Entries shown:

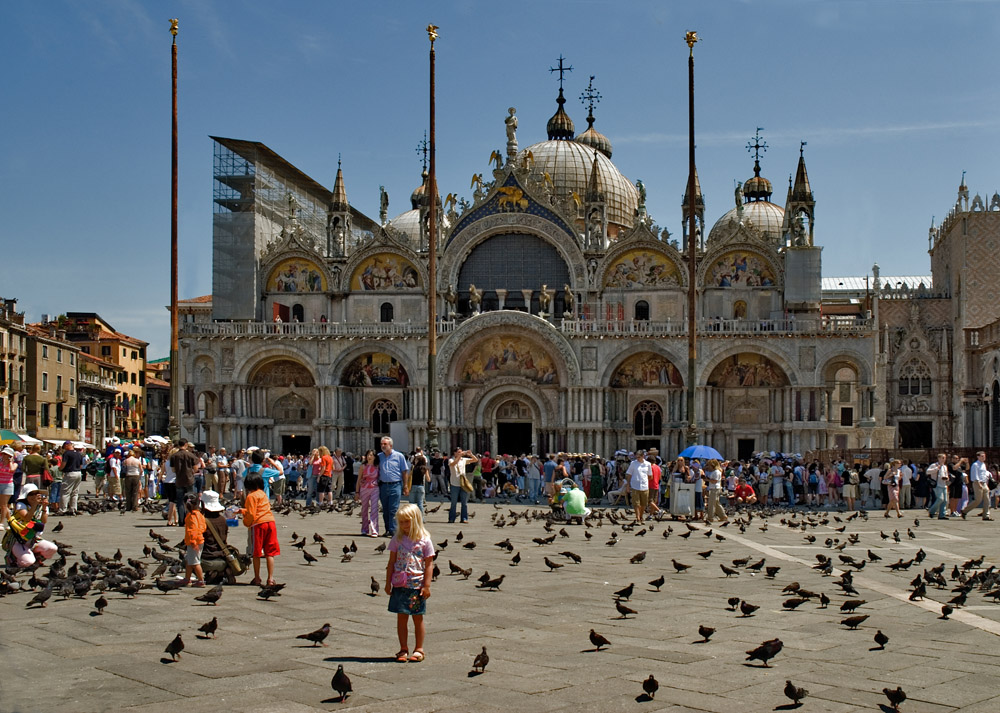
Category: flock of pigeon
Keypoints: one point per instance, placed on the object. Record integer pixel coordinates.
(162, 562)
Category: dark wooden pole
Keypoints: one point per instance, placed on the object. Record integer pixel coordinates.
(431, 197)
(692, 428)
(174, 426)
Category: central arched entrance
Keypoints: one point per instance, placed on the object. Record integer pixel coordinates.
(514, 425)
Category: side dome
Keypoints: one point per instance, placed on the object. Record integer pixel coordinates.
(766, 217)
(569, 164)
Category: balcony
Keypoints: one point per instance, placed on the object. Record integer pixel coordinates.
(827, 325)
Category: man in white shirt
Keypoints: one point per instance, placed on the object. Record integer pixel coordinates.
(638, 474)
(979, 477)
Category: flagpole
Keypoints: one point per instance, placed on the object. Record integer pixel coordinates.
(692, 427)
(174, 427)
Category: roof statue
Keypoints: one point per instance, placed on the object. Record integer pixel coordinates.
(383, 202)
(511, 123)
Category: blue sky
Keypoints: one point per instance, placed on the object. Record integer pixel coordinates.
(895, 99)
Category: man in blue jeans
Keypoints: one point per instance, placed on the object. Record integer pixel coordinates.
(392, 469)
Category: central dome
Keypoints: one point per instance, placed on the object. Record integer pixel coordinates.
(569, 164)
(765, 216)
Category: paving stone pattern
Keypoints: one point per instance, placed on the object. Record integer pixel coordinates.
(535, 628)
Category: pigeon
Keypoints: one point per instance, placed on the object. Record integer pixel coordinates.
(479, 663)
(624, 610)
(316, 636)
(626, 592)
(747, 608)
(169, 585)
(175, 647)
(42, 597)
(766, 651)
(209, 628)
(794, 693)
(598, 640)
(852, 622)
(895, 697)
(341, 683)
(493, 583)
(650, 686)
(212, 596)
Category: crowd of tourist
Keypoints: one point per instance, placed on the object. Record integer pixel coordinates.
(131, 474)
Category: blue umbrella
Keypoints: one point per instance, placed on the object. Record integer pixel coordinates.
(701, 452)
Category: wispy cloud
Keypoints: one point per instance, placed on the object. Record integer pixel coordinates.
(813, 134)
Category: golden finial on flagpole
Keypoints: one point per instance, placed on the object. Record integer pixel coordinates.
(691, 37)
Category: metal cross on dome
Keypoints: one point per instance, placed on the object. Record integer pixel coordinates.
(422, 149)
(561, 69)
(758, 145)
(590, 96)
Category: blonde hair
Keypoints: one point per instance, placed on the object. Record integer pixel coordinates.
(410, 513)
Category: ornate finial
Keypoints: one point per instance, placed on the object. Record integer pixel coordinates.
(757, 145)
(590, 97)
(691, 37)
(561, 69)
(422, 149)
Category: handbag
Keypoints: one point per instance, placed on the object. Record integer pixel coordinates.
(234, 562)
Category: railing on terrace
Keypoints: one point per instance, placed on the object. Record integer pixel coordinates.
(708, 327)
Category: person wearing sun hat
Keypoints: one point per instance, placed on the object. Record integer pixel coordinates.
(6, 481)
(23, 540)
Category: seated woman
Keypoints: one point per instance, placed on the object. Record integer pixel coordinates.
(23, 541)
(213, 554)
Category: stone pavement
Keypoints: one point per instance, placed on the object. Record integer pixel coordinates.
(535, 628)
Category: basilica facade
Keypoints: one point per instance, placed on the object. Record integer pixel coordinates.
(562, 317)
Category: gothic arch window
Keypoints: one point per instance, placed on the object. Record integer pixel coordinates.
(384, 412)
(648, 419)
(914, 379)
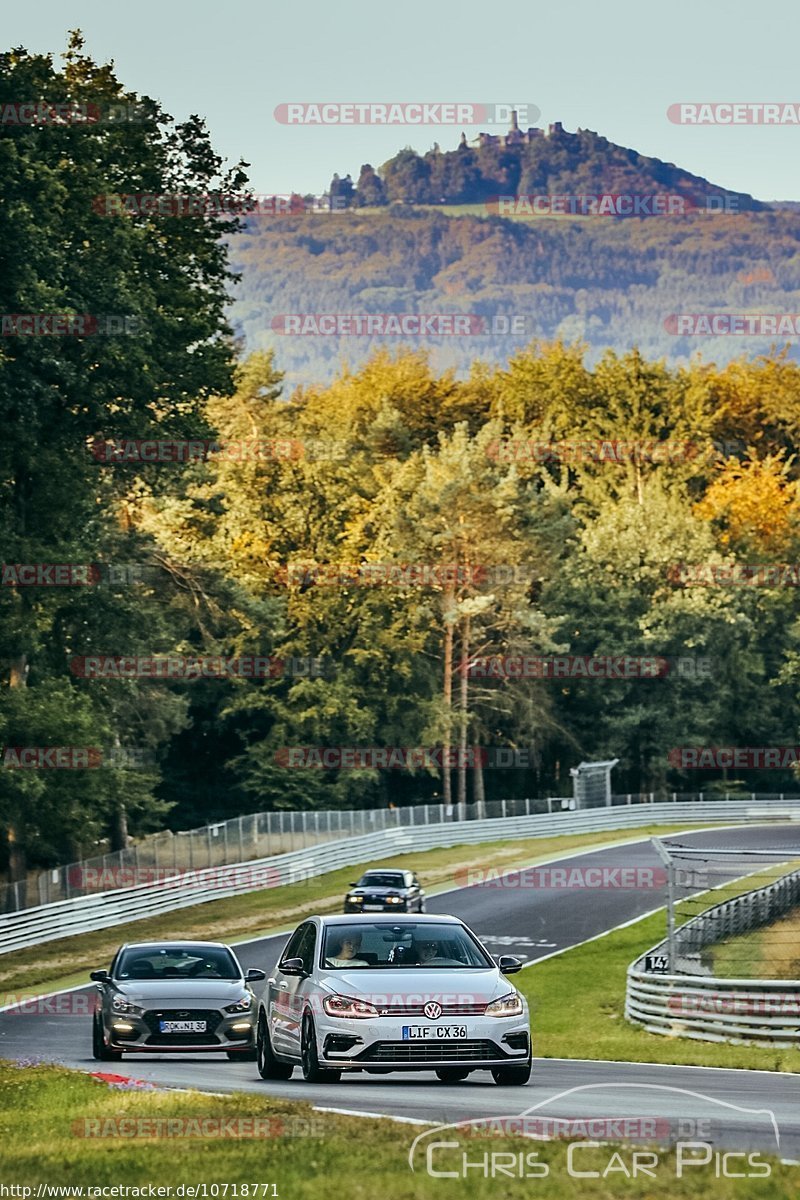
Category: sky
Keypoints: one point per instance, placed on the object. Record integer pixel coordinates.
(614, 67)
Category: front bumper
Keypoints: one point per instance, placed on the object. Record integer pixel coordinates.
(379, 1043)
(140, 1033)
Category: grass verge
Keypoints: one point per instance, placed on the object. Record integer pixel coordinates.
(62, 1128)
(65, 963)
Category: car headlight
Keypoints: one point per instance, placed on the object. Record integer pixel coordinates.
(241, 1006)
(348, 1006)
(506, 1006)
(120, 1005)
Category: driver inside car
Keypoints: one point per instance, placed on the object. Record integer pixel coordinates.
(346, 952)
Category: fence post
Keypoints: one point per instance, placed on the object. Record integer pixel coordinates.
(663, 855)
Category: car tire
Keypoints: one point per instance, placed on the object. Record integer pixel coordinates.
(268, 1065)
(310, 1059)
(100, 1050)
(247, 1055)
(512, 1077)
(451, 1074)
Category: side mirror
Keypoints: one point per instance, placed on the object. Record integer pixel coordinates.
(293, 966)
(509, 964)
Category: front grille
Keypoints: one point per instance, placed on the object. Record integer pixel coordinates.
(419, 1009)
(431, 1051)
(210, 1015)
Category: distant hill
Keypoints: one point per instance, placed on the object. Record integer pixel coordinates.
(601, 280)
(533, 162)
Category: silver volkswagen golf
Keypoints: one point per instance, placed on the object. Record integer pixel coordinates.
(164, 997)
(390, 993)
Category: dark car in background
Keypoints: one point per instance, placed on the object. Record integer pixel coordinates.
(385, 889)
(168, 997)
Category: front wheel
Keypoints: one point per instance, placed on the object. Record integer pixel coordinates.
(451, 1074)
(268, 1065)
(98, 1048)
(512, 1077)
(310, 1059)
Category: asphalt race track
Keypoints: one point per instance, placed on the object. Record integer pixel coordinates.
(732, 1109)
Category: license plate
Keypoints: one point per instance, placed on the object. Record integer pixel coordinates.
(434, 1032)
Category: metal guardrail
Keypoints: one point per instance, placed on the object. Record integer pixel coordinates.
(257, 835)
(693, 1005)
(44, 923)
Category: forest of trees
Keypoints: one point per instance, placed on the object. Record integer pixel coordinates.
(394, 461)
(607, 282)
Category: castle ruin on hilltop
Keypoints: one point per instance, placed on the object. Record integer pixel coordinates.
(515, 137)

Work instruction:
Copy exactly the part of the material above that opens with the line containing "Category: stone pavement" and closes with the line containing "Category: fence post", ends included. Drop the images.

Your response:
Category: stone pavement
Keypoints: one point per instance, placed on the object. Record integer pixel coordinates.
(535, 628)
Category: basilica facade
Keypoints: one point per instance, placed on the object. Record integer pixel coordinates.
(562, 317)
Category: gothic arch window
Keypoints: one point per instance, placed on the object. Record integer pixel coordinates.
(384, 412)
(648, 419)
(914, 379)
Category: sky
Keypoints: one point per instance, placed on the object. Record integer pixel coordinates.
(614, 67)
Category: front bumper
Keypoints: one point per instance, placed on the object. Record integer pixel coordinates.
(379, 1043)
(140, 1033)
Category: grass verge
Keypoints: one point per instance, placed on the object. Record integer pixel coordinates.
(62, 1128)
(65, 963)
Category: car headlight
Keypoints: one point per instance, placed on the object. Record integer pixel coordinates.
(241, 1006)
(348, 1006)
(506, 1006)
(120, 1005)
Category: driver inside car
Keypoints: one point per instance, placed on the object. Record integer pixel coordinates.
(346, 952)
Category: fence post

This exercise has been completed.